WHAT IS NEEDED: Return the part of the passage below on northern California art from "Yet these were" to "of resident artists.", copied word for word.

These changes arose from three important developments: from a change in outlook and subsequently style, by William Keith, then the dean and most influential artist on the Pacific Coast; from a dramatic and far-reaching visit to San Francisco by George Inness, the Eastern landscape painter, in the spring of 1891; and from a young and vital generation of men and women returning to California from study in the intoxicating environments of turn-of-the-century New York and Paris, destined to lead a reshaping of northern California's pictorial ideals. These changes came slowly at first, gathered momentum at regular exhibitions, and finally won permanent endorsement and official sanction at the 1915 Panama-Pacific International Exposition held in San Francisco. There, a vast and kaleidoscopic Department of Fine Arts, crowded with exhibits from around the world helped shape the artistic future of the West.
Yet these were difficult and contentious years for northern California artists, marked by competition and conflict between old and new styles and between established artists and ambitious upstarts, How it all began is a story of despair over a prolonged slump in the art markets of the Far West which lasted for over a decade, starring early in the 1880s.
During most of the 1860s and 1870s, northern California artists enjoyed a rare and rewarding age of prosperity and public favor. But the collapse of the Nevada silver boom in 1878 placed a damper on sales of objets d'art; and a shift in taste by local patrons to the vogueish Europeans of the day eclipsed the popularity of resident artists.
For several years a moody stillness lingered over the once-lively and colorful artistic colony of San Francisco, then the capital of northern California art. Emil Carlsen, the still-life painter, arrived in San Francisco from New York in 1887 to take up duties as the newly-appointed director of the California School of Design, the educational wing of the San Francisco Art Association. Four years later, though, preparing to return to New York, he bitterly declared that, "I am going where people buy pictures, where there is an opportunity to exhibit them, and where a name means something."

SUPPLIED INFORMATION:
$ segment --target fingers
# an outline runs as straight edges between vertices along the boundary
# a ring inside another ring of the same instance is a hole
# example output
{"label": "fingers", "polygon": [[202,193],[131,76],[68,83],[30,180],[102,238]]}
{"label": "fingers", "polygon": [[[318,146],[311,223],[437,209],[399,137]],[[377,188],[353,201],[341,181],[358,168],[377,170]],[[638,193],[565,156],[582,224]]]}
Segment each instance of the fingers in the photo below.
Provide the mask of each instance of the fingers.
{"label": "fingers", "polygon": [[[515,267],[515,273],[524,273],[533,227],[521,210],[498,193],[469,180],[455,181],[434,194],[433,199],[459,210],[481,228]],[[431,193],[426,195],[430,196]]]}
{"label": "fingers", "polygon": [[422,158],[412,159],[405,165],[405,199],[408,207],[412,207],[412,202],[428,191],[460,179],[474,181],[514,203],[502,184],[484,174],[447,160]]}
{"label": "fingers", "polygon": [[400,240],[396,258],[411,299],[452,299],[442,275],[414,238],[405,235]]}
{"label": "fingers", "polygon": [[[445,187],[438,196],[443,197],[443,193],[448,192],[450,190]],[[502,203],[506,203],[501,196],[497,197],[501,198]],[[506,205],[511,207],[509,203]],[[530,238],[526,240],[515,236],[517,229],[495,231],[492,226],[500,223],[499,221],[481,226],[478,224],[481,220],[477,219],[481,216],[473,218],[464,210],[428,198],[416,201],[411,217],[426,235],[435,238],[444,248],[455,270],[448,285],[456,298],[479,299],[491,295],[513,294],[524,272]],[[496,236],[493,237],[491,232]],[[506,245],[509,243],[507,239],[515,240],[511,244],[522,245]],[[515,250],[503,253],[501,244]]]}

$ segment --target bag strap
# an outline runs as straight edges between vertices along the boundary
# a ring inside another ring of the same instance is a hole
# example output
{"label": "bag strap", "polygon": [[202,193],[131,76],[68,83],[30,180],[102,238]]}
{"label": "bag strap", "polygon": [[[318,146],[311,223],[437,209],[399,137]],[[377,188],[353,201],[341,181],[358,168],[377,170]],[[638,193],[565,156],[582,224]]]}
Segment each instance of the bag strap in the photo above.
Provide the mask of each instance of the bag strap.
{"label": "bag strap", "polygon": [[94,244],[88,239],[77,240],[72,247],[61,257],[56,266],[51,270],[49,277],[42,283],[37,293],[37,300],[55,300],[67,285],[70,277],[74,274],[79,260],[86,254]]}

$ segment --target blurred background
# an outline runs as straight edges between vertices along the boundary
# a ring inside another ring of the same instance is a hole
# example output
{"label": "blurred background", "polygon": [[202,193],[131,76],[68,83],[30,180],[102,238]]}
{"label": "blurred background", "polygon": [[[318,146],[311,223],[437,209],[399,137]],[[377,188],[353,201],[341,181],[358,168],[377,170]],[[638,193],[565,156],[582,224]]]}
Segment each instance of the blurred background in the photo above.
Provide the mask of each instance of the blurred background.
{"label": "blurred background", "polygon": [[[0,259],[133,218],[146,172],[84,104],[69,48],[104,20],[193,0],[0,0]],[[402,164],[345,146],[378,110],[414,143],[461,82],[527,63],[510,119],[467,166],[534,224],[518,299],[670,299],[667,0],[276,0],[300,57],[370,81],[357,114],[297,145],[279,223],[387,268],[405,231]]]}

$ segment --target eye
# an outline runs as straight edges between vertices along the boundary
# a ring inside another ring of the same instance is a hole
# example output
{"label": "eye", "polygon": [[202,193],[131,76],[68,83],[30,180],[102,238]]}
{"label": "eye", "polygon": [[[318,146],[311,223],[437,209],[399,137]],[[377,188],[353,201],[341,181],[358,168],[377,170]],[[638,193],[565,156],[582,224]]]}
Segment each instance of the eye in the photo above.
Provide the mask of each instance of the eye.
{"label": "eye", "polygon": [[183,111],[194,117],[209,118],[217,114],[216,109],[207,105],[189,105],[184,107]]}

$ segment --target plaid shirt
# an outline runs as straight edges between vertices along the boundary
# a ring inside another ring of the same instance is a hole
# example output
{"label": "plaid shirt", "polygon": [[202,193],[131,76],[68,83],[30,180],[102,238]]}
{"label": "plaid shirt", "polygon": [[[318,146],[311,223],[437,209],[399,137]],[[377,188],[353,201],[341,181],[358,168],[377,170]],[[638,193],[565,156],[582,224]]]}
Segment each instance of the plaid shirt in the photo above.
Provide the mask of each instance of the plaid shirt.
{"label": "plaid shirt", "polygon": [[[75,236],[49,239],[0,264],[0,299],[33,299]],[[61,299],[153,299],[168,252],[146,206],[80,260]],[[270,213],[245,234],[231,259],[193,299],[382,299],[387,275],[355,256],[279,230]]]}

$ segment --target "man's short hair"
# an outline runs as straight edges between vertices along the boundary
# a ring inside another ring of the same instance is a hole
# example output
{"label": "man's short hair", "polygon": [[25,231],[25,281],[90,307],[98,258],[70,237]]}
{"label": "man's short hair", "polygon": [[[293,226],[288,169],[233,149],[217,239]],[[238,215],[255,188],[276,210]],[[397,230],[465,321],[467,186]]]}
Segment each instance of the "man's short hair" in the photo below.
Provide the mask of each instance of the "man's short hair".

SOLUTION TO THE PROBLEM:
Yet these were difficult and contentious years for northern California artists, marked by competition and conflict between old and new styles and between established artists and ambitious upstarts, How it all began is a story of despair over a prolonged slump in the art markets of the Far West which lasted for over a decade, starring early in the 1880s.
During most of the 1860s and 1870s, northern California artists enjoyed a rare and rewarding age of prosperity and public favor. But the collapse of the Nevada silver boom in 1878 placed a damper on sales of objets d'art; and a shift in taste by local patrons to the vogueish Europeans of the day eclipsed the popularity of resident artists.